START The records

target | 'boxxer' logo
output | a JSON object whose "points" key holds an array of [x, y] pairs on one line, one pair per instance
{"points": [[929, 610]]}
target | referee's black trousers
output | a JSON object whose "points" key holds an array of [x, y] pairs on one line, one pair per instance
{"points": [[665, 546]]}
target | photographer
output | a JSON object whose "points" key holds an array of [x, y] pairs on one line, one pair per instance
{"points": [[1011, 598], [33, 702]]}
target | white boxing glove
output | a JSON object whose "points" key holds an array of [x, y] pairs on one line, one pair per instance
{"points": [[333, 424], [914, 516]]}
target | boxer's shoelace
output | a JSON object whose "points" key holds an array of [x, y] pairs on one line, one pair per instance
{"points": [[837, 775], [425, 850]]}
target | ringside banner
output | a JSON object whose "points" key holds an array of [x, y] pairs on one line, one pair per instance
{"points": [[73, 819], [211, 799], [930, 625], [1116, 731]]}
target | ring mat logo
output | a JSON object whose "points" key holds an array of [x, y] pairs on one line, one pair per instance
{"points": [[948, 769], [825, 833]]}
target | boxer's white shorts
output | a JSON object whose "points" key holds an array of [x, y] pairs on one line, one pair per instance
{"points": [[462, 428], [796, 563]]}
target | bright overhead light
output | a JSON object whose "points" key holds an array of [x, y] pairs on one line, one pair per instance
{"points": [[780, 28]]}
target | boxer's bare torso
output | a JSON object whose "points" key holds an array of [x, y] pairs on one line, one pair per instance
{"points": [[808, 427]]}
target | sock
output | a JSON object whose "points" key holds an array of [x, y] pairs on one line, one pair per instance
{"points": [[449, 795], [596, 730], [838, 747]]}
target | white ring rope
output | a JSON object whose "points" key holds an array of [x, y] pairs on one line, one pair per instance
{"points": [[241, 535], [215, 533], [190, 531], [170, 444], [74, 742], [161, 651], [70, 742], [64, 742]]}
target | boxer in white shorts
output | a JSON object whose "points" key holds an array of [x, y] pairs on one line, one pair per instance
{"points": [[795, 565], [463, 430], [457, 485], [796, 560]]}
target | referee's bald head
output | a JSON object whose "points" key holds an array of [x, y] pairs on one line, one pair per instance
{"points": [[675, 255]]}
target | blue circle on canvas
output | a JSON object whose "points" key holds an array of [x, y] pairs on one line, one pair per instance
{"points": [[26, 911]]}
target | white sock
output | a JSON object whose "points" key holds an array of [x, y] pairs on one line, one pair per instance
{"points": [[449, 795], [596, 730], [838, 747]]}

END The records

■ **Problem details**
Render every line of the listing above as a numbered list, omitting any blank lines.

■ **Solved problem**
1. target | 'boxxer' logo
2. output | a JSON object whose "points" key holds an array of [x, y] pairs on one line, one pair per instance
3. {"points": [[929, 610]]}
4. target | referee's black trousers
5. output | a JSON object whose "points" key holds an array of [x, y] pairs on one line, one pair per instance
6. {"points": [[665, 546]]}
7. target | photographer
8. output | a JSON object whose "points" key holds an array of [x, y] pairs on one line, one pair per instance
9. {"points": [[1011, 598], [33, 702]]}
10. target | white boxing glove
11. output | a JSON object whose "points" key holds an array of [x, y] pairs on one line, one pair per instance
12. {"points": [[333, 424], [914, 516]]}
13. target | boxer's shoelace
14. output | a JSON object whose "points" key holds an array of [x, y] pairs on one line, one pair per instance
15. {"points": [[837, 775], [425, 850]]}
16. target | ringside banner
17. output | a JSON object whose "points" key holds an array of [x, y] pairs on one line, one pair per instance
18. {"points": [[73, 819], [211, 799], [930, 625], [1116, 731]]}
19. target | ring mat logo
20. output | a JSON object whose "points" key holds an array of [x, y] pairs on one line, one pair per instance
21. {"points": [[948, 769], [825, 833]]}
22. target | boxer's white shorts
23. output | a JSON object whose "points" key holds an array of [x, y] pairs on one line, one pair per instance
24. {"points": [[462, 428], [796, 563]]}
25. target | bright overhead light
26. output | a JSON object whose "points" key holds an array of [x, y] pairs on one line, one pair per instance
27. {"points": [[780, 28]]}
28. target | boxer's bare torso
29. output | a JSON object whose "points" key holds an array of [x, y] pairs on one line, one pair per instance
30. {"points": [[808, 427]]}
31. target | sock
32. output | a JSON object whose "points" key holds an array of [x, y] pairs on one line, one pair per instance
33. {"points": [[449, 795], [596, 730], [838, 747]]}
34. target | white ring rope
35. output | a JSON object whose "points" key holds an array of [x, y] pairs on one line, one pair per instance
36. {"points": [[241, 535], [215, 533], [190, 531], [170, 444], [74, 742], [161, 651], [70, 742], [64, 742]]}
37. target | boxer in white shorts
38. output | a JSON object whose "points" key holds an array of [x, y] pairs on one line, one pair per instance
39. {"points": [[795, 565], [463, 430], [457, 485], [796, 560]]}
40. target | referee's bald head
41. output | a JSON object whose "points" key holds an array of [x, y] pairs on one line, one pair per instance
42. {"points": [[675, 255]]}
43. target | blue circle on canvas
44. output | a JSON object whose "points" key holds an array of [x, y] pairs on one line, one pair per instance
45. {"points": [[26, 911]]}
46. target | white sock
47. output | a JSON object whose "points" key holds an array of [x, y] pairs on one line, one pair per instance
48. {"points": [[449, 795], [596, 730], [838, 747]]}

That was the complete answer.